**Directions for this task**:
From the first line to the last, return the data exactly as it stands.

**Data records**:
::::::
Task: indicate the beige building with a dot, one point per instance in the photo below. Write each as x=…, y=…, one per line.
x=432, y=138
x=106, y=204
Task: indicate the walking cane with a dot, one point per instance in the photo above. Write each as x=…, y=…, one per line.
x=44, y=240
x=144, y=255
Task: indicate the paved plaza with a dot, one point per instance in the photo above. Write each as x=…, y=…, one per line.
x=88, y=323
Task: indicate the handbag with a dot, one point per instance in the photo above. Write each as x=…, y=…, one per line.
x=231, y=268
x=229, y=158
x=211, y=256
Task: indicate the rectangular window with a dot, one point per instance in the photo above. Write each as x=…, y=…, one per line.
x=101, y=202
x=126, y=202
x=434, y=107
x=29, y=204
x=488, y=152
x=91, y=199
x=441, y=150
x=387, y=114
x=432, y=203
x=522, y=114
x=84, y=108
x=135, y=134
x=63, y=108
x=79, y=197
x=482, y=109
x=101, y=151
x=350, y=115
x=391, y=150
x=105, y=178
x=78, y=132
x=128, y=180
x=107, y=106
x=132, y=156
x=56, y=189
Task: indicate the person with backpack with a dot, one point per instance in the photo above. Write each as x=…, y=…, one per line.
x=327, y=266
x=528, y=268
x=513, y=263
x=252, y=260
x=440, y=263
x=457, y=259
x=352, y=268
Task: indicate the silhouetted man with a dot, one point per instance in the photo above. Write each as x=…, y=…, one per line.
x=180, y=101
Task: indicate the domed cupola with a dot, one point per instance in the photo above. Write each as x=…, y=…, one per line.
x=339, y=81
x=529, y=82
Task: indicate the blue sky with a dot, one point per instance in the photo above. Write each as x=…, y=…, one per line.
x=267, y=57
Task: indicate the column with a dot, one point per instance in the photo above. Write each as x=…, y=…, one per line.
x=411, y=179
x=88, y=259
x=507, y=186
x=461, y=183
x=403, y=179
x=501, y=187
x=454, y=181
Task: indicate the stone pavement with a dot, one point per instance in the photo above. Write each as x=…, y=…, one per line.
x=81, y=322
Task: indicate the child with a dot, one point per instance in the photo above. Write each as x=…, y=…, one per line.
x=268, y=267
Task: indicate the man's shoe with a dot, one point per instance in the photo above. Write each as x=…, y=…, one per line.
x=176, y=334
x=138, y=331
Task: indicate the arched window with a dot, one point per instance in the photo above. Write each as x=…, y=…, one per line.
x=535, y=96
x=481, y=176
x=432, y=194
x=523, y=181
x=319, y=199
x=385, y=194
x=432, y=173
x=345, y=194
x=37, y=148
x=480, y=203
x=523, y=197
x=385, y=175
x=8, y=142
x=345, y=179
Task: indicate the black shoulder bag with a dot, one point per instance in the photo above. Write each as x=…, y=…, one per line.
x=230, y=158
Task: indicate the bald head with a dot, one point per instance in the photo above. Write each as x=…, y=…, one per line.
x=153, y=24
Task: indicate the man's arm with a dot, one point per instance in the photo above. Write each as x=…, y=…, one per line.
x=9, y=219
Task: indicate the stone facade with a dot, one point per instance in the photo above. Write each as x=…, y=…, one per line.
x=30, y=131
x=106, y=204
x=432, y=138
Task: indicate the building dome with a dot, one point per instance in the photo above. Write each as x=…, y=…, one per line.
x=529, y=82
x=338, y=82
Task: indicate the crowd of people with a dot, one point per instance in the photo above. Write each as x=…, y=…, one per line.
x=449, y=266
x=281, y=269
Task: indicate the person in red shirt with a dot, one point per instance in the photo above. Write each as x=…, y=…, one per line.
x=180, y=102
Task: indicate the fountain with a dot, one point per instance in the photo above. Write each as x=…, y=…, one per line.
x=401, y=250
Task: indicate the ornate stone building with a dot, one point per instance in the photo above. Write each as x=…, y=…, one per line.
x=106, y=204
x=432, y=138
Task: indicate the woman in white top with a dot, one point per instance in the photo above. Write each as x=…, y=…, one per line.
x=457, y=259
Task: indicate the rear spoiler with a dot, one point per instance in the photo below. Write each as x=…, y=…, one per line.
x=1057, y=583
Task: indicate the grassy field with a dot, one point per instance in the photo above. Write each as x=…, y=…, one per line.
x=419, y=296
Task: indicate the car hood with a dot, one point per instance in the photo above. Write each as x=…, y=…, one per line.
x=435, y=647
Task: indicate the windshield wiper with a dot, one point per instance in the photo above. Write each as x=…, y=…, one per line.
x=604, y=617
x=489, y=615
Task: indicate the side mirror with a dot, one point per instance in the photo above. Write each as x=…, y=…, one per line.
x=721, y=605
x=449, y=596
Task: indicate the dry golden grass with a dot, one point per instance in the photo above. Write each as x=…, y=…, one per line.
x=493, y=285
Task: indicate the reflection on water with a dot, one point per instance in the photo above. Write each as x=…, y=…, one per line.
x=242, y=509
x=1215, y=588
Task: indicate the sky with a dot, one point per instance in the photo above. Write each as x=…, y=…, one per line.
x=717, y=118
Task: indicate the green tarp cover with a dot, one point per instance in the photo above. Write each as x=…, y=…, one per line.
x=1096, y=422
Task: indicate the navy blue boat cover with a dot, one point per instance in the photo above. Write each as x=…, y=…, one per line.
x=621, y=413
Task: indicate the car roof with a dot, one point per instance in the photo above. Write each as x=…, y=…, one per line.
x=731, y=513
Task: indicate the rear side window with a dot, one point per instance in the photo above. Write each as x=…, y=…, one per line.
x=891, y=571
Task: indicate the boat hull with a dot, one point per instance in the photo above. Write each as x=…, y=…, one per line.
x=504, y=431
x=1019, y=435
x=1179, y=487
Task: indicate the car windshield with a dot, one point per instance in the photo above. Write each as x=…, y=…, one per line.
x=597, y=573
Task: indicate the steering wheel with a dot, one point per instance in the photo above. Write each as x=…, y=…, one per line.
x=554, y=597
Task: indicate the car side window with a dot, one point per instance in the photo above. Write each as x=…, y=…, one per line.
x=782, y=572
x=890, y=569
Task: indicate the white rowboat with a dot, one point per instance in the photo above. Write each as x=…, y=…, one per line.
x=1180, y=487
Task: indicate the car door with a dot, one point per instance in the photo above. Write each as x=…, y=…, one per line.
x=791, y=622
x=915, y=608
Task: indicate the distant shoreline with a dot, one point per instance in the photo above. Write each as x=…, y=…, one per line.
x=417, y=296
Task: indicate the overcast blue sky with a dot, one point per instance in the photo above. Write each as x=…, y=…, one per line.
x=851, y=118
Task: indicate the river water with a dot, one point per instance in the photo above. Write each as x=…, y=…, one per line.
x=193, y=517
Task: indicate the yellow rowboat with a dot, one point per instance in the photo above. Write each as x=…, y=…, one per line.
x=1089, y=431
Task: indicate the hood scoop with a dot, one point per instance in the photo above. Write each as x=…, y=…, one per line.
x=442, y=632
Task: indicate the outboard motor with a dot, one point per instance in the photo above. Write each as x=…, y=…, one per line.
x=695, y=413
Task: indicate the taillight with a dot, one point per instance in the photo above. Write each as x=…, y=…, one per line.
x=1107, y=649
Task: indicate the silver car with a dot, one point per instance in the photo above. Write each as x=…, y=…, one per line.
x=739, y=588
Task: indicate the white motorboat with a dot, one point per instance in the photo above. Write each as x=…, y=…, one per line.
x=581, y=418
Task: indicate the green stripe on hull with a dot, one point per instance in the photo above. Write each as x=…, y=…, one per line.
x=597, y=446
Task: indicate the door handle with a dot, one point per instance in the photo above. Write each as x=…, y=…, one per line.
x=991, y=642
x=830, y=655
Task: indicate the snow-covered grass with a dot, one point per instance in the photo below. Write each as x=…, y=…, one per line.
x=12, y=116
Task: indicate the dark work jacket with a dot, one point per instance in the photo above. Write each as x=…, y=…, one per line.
::::::
**Response below**:
Task: indicate the beige building with a dot, one point per instance in the photo below. Write each as x=…, y=…, one per line.
x=432, y=138
x=106, y=204
Task: indicate the walking cane with a dot, one point per instance in the photo above. Write each as x=…, y=…, one per line.
x=44, y=240
x=144, y=255
Task: indicate the paved plaza with a dot, one point per instance in the photo above. Write each as x=…, y=…, one per line.
x=88, y=323
Task: indicate the handbag with a dot, one point per instance in the photo above. Write each as x=…, y=…, one per line.
x=231, y=268
x=229, y=158
x=211, y=256
Task: indicate the rectangular window with a dot, one point per instance in the photo above. Write each as x=…, y=…, one per line.
x=101, y=202
x=126, y=202
x=434, y=107
x=29, y=204
x=488, y=152
x=91, y=199
x=441, y=150
x=387, y=114
x=432, y=203
x=522, y=114
x=84, y=108
x=135, y=134
x=63, y=108
x=79, y=197
x=482, y=109
x=101, y=151
x=350, y=115
x=391, y=150
x=105, y=178
x=78, y=132
x=128, y=180
x=107, y=106
x=132, y=156
x=56, y=189
Task: indicate the person with backpack with a dot, one point per instance in the photo above. Write each as x=…, y=…, one per line.
x=327, y=266
x=528, y=268
x=513, y=263
x=252, y=260
x=440, y=263
x=457, y=259
x=352, y=268
Task: indicate the silhouetted man with a dot, one point per instance in the photo above. Write each as x=…, y=…, one per line.
x=180, y=101
Task: indicate the domed cupola with a dot, one point per instance in the photo above. Write each as x=…, y=…, one per line.
x=339, y=81
x=529, y=82
Task: indicate the blue sky with a dot, one point per instance in the photo above. Write each as x=…, y=…, one per line.
x=267, y=57
Task: indicate the column with a dot, one point per instance in the photo above. Write each as x=…, y=…, one per line.
x=411, y=179
x=88, y=259
x=507, y=186
x=461, y=183
x=403, y=179
x=501, y=187
x=454, y=181
Task: indicate the stone pavement with a dot, one point per instance in the photo above. Write each as x=…, y=…, one per line.
x=81, y=322
Task: indicate the child with a dot, one point per instance in the photo above. Write each as x=…, y=…, one per line.
x=268, y=267
Task: indicate the man's shoe with a dot, one point per instance in the photo above. Write each as x=…, y=…, one per line.
x=176, y=334
x=138, y=331
Task: indicate the arched window with a dot, one point per instance in the photo above. Write each as x=…, y=…, one per line.
x=535, y=96
x=481, y=176
x=432, y=194
x=523, y=181
x=319, y=199
x=385, y=194
x=432, y=173
x=345, y=194
x=37, y=148
x=480, y=203
x=523, y=197
x=385, y=175
x=8, y=142
x=345, y=179
Task: indicate the black shoulder bag with a dot, one point per instance in the photo above. Write each as x=…, y=…, one per line.
x=230, y=158
Task: indicate the bald head with a dot, one point per instance in the photo above. Write each as x=…, y=…, one per line.
x=153, y=24
Task: indicate the man's arm with a dot, one point per instance in the photo above. Write each as x=…, y=…, one per line.
x=9, y=219
Task: indicate the stone facade with a dot, one point per instance in the photo above. Write each as x=…, y=…, one per line.
x=30, y=131
x=106, y=204
x=432, y=138
Task: indicate the building dome with a dot, one point per instance in the photo above. Write each as x=…, y=…, one per line.
x=529, y=82
x=338, y=82
Task: indicate the crowd of people with a dot, one point per instance in the photo above. Write each as x=…, y=…, one per line.
x=449, y=266
x=281, y=269
Task: indicate the person in red shirt with a dot, one point per instance in the photo above. Write each as x=…, y=…, one per line.
x=180, y=102
Task: indicate the fountain with a dot, one point per instance in the photo above. Write each as x=…, y=…, one per line.
x=401, y=250
Task: indicate the ornate stone building with a dot, one point per instance in the photo above. Write each as x=…, y=…, one per line.
x=106, y=204
x=432, y=138
Task: indicate the woman in white top with a dot, one point per instance in the photo above. Write each as x=…, y=…, one per line.
x=457, y=259
Task: indicate the rear spoiler with a dot, one point per instance in the photo below. Write each as x=…, y=…, one per line.
x=1057, y=583
Task: indicate the grassy field with a dot, one point per instance in the photo above. Write each as x=…, y=…, one per line.
x=419, y=296
Task: indicate the car hood with a dot, one point per instance in the photo above. Write each as x=…, y=…, one per line.
x=435, y=647
Task: indicate the windshield wiper with a dot, one point per instance in the photo above. Write each as x=…, y=…, one per line.
x=604, y=617
x=489, y=615
Task: indicate the side mirror with a dot, one point per instance in the photo above. Write each as x=…, y=…, one per line.
x=721, y=605
x=449, y=596
Task: indicate the dry golden grass with a dot, one point per instance in the photo above. Write each as x=…, y=…, one per line.
x=493, y=285
Task: indicate the reflection on water with a dot, one point per instance in the photo above. Write each as x=…, y=…, one per line.
x=242, y=509
x=1215, y=588
Task: indicate the sky with a dot, one point per instance in the photo above. Write each as x=…, y=…, one per line.
x=717, y=118
Task: indicate the green tarp cover with a dot, one point per instance in the photo above. Write each as x=…, y=…, one per line.
x=1096, y=422
Task: indicate the navy blue boat cover with a dot, one point per instance in the photo above. Write each as x=…, y=…, one per line.
x=621, y=413
Task: indicate the car roof with a dot, one point per instance in the photo above. Write each as x=…, y=…, one per line.
x=731, y=513
Task: indicate the rear side window with a dot, one point per instance in the photo above. Write each as x=…, y=…, one per line.
x=891, y=571
Task: indicate the boat hull with a dot, one point per instance in the photo above. Write each as x=…, y=…, one per line.
x=504, y=431
x=1019, y=435
x=1179, y=487
Task: indicate the car windshield with a dot, one point per instance in the photo above. Write each as x=…, y=…, one per line.
x=597, y=573
Task: indicate the steering wheel with a dot, one point per instance in the photo above. Write each as x=…, y=…, one per line.
x=554, y=597
Task: indicate the car side window with a dot, one point per instance in the photo above. Write each as x=…, y=…, one per line.
x=782, y=572
x=890, y=569
Task: indicate the white rowboat with a dot, one point per instance in the photo above. Write each as x=…, y=…, one per line.
x=1180, y=487
Task: indicate the car door with a dot, one point per instance in the photo above. Write each as x=…, y=…, one per line.
x=791, y=622
x=915, y=608
Task: indicate the distant shoreline with a dot, one point per instance in the photo above. Write each as x=…, y=…, one per line.
x=417, y=296
Task: indicate the overcast blue sky with a dot, one point per instance in the photo above. Write each as x=…, y=…, one per line.
x=851, y=118
Task: indicate the river water with a dot, one point per instance in the photo above. Write each as x=…, y=…, one per line.
x=193, y=517
Task: indicate the yellow rowboat with a dot, one point per instance in the photo above. Write each as x=…, y=…, one per line.
x=1089, y=431
Task: indicate the hood scoop with a dot, one point per instance in the photo above. Write each as x=…, y=…, one per line.
x=442, y=632
Task: indicate the outboard motor with a dot, one point per instance in the photo above. Write each as x=…, y=…, one per line.
x=695, y=413
Task: indicate the taillight with a dot, one point per instance in the photo above. Write each as x=…, y=…, one per line.
x=1107, y=649
Task: indicate the silver car with a dot, one point per instance in the photo above. Write each as x=…, y=…, one per line.
x=739, y=588
Task: indicate the white motorboat with a dot, one point per instance in the photo above. Write each as x=…, y=…, one per line.
x=581, y=418
Task: indicate the green stripe on hull with a dot, one point per instance in the photo above. Write each as x=…, y=…, one per line.
x=597, y=446
Task: indicate the door handle with a dot, one point per instance in the photo above. Write each as x=…, y=…, one per line.
x=991, y=642
x=830, y=655
Task: indicate the snow-covered grass with a dot, one point per instance in the photo below. Write each as x=…, y=…, one per line.
x=12, y=116
Task: indicate the dark work jacket with a dot, one point per instance in the photo above. Write each as x=…, y=…, one per line.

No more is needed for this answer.